Saved entries
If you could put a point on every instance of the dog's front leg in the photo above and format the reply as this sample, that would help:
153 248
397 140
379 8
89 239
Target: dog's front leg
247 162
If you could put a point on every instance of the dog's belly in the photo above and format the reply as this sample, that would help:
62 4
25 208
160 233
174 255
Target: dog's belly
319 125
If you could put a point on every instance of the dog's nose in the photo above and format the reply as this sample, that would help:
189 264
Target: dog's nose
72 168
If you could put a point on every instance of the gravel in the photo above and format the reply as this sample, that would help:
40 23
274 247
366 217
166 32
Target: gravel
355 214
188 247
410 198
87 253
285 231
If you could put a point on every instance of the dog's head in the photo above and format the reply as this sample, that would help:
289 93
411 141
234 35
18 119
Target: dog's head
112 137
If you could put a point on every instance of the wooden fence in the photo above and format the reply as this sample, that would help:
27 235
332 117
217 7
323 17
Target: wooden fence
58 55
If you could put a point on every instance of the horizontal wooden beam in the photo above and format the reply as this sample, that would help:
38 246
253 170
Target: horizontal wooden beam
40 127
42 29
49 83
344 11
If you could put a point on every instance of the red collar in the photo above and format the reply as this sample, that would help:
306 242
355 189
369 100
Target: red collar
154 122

What you will do: Restate every entry word for word.

Written reply:
If you could put a point on every instance of the dog's front leg in the photo above and format the reply as this sample, that would help:
153 248
397 140
379 8
89 239
Target: dog's front leg
247 162
If you could put a point on every instance of the dog's belly in the photo above and format the reply as this sample, that would help:
62 4
25 208
160 233
174 255
Target: dog's belly
319 125
If you could put a point on every instance of the dog's nose in the photo above and format the reply as this sample, that would help:
189 264
Target: dog's nose
72 168
If you could put a point on every instance of the gravel in the photo above and format the reply as this sample, that would help:
40 23
274 247
366 217
166 32
Target: gravel
355 214
188 247
410 198
87 253
285 231
If you could put a point on every instance of the dog's head in the photo above and format the reply as this sample, that would help:
289 93
411 141
234 35
18 119
Target: dog's head
112 137
If you could put a point on every instance of the wooden fence in the photo above and format the reply as this sample, that would help:
27 235
332 117
217 7
323 17
Target: wooden fence
58 55
If you could put a point on every instance of the horizontal wooden beam in the photo above and format the reply as this sample, that would help:
38 246
253 170
Target: horizontal wooden beam
40 127
42 29
49 83
344 11
If you could put a point on every instance of the red collar in the photo above and format the reply as this sample, that would help:
306 242
355 189
369 100
Target: red collar
154 122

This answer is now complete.